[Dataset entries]
——————

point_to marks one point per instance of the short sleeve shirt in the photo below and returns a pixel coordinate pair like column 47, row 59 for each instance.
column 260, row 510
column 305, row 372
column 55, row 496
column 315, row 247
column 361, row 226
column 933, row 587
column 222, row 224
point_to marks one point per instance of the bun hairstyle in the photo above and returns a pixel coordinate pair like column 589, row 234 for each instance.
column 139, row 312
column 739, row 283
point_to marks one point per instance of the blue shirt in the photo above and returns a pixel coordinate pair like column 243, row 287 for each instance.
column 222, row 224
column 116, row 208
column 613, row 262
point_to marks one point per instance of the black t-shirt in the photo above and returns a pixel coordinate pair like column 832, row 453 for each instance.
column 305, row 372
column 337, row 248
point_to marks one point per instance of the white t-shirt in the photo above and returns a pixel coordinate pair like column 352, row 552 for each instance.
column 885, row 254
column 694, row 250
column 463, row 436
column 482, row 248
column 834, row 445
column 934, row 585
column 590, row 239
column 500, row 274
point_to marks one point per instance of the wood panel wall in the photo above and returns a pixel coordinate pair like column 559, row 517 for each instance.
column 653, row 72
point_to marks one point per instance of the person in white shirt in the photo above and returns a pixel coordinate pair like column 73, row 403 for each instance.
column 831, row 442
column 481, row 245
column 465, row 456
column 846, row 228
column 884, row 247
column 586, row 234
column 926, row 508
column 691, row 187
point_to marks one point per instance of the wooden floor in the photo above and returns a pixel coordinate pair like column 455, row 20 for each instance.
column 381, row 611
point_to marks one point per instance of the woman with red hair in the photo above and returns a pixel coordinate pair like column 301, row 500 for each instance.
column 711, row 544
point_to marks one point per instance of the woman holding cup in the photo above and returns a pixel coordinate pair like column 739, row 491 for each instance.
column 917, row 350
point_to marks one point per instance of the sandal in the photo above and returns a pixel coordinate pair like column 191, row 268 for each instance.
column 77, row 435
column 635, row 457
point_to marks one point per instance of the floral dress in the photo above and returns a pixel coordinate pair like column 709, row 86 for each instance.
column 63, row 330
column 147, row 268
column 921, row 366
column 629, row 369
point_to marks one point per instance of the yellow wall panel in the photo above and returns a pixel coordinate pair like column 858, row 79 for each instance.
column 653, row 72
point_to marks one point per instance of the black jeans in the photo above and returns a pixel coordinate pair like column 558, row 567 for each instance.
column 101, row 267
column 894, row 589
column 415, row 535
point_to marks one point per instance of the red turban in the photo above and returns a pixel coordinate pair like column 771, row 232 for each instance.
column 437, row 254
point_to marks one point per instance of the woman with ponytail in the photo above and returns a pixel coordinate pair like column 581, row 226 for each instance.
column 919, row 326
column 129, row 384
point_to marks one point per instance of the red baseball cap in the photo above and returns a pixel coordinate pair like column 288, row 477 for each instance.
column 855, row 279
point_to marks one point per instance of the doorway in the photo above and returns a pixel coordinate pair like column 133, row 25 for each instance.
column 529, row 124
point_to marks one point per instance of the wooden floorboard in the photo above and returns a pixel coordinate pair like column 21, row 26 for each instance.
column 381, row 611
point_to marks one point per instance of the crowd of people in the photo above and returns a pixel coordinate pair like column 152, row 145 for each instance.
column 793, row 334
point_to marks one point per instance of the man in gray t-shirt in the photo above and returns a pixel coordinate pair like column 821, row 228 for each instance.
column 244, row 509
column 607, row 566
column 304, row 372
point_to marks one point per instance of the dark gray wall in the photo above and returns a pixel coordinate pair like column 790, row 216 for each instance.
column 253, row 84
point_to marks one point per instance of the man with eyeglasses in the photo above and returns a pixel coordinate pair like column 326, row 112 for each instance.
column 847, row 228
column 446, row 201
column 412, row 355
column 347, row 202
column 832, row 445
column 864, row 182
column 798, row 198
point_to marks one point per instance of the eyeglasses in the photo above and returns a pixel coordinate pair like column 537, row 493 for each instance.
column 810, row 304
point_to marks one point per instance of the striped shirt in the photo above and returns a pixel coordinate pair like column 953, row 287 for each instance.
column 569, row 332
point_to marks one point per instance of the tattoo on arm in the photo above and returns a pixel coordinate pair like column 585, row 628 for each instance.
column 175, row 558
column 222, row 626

——————

## EXERCISE GOAL
Repeat the data exactly. Omit nothing.

## RESPONSE AREA
point_to marks one point per instance of the short sleeve shirt in the photo below and returns a pixel coordinate pair like column 47, row 59 for each instance.
column 260, row 510
column 305, row 372
column 55, row 496
column 315, row 247
column 361, row 226
column 933, row 587
column 222, row 224
point_to marks one point per instance of the bun hairstyle in the photo above and returns a pixel coordinate pair like column 589, row 234 for each instance.
column 139, row 312
column 739, row 283
point_to marks one point per instance of the blue shirt in the photo above and returns a pixel coordinate pair like column 243, row 287 for each instance.
column 222, row 224
column 116, row 208
column 613, row 262
point_to marks one point per instance of the black t-shirt in the photo above and returns a pixel coordinate pair like column 832, row 453 for each instance.
column 305, row 372
column 337, row 248
point_to marks one point per instance of the white t-shirt in the photo above and returns a pixel coordinate pair like column 352, row 552 for each instance.
column 885, row 254
column 694, row 250
column 463, row 436
column 482, row 248
column 834, row 445
column 934, row 585
column 590, row 239
column 500, row 274
point_to marks one point per instance of the wood panel wall in the photo above and returns a pixel coordinate pair like column 559, row 517 for each instance.
column 653, row 72
point_to marks one point per instance of the person in white shirt in the photo above and returns a pixel coordinate pair like column 73, row 403 for each instance.
column 831, row 442
column 481, row 245
column 465, row 456
column 846, row 228
column 884, row 247
column 586, row 234
column 926, row 508
column 691, row 187
point_to marks one point per instance of the wooden floor in the photo above and returns a pixel coordinate pair like column 455, row 20 for each instance.
column 381, row 611
point_to marks one point per instance of the woman with red hair in the photo above and returns a pixel coordinate pair like column 301, row 500 for each instance.
column 711, row 544
point_to marks one point per instance of the woman holding cup in the photo above and returns a pixel coordinate pair like column 739, row 491 for each instance.
column 917, row 350
point_to marks one point per instance of the sandal in the photo above and returns a pixel coordinate pair like column 191, row 268 for each instance.
column 77, row 435
column 635, row 457
point_to marks one point per instance of the floral dress in the photo above and returns a pixel coordinate pair like column 709, row 86 for each instance.
column 63, row 330
column 147, row 268
column 921, row 366
column 629, row 369
point_to marks one point per instance of the yellow wall panel in the photo above and returns a pixel coordinate pair like column 858, row 79 for each instance.
column 653, row 72
point_to marks one point per instance of the black jeans in the photo above and returns a pixel coordinate pair like column 558, row 567 for each instance.
column 101, row 267
column 894, row 589
column 415, row 535
point_to marks one point per instance of the red turban in the photo above and returns a pixel coordinate pair like column 771, row 232 for each instance.
column 437, row 254
point_to marks one point per instance of the woman with ponytail in the photo above and returns a pixel coordinate pair like column 581, row 226 for each instance.
column 919, row 326
column 129, row 384
point_to marks one point per instance of the red baseball cap in the photo above and returns a pixel coordinate pair like column 288, row 477 for each instance.
column 855, row 279
point_to marks one point per instance of the doorway in the photo above and returns a pixel coordinate pair like column 133, row 25 for each instance.
column 529, row 124
point_to marks one point per instance of the wooden floorboard in the photo above and returns a pixel coordinate pair like column 21, row 26 for each instance.
column 381, row 611
point_to marks one point per instance of the crowd of people in the photo above and returns a pixel coordinate pair like column 152, row 145 for each instance.
column 793, row 334
point_to marks one point per instance of the man in gray t-shirt in the photo above and returns a pixel coordinate pair like column 821, row 228 for each instance.
column 244, row 509
column 607, row 566
column 304, row 372
point_to marks one point per instance of the dark gray wall in the photo above and returns a pixel coordinate pair like column 790, row 216 for each instance.
column 253, row 84
point_to marks one point per instance of the man with eyeglasses in the photo above and returns a pixel coordinate pair like column 326, row 112 for each instance.
column 847, row 228
column 446, row 201
column 412, row 355
column 347, row 202
column 832, row 445
column 864, row 182
column 798, row 198
point_to marks one point per instance of the eyeglasses in the photo above and returns a pixel coordinate pair like column 537, row 493 for each instance.
column 810, row 304
point_to marks one point per instance of the striped shirt in the photo above and returns a pixel coordinate pair like column 953, row 287 for each instance.
column 569, row 332
point_to marks one point per instance of the tattoo on arm in the photo above and returns a pixel coordinate pair like column 585, row 628 for each instance.
column 175, row 558
column 222, row 626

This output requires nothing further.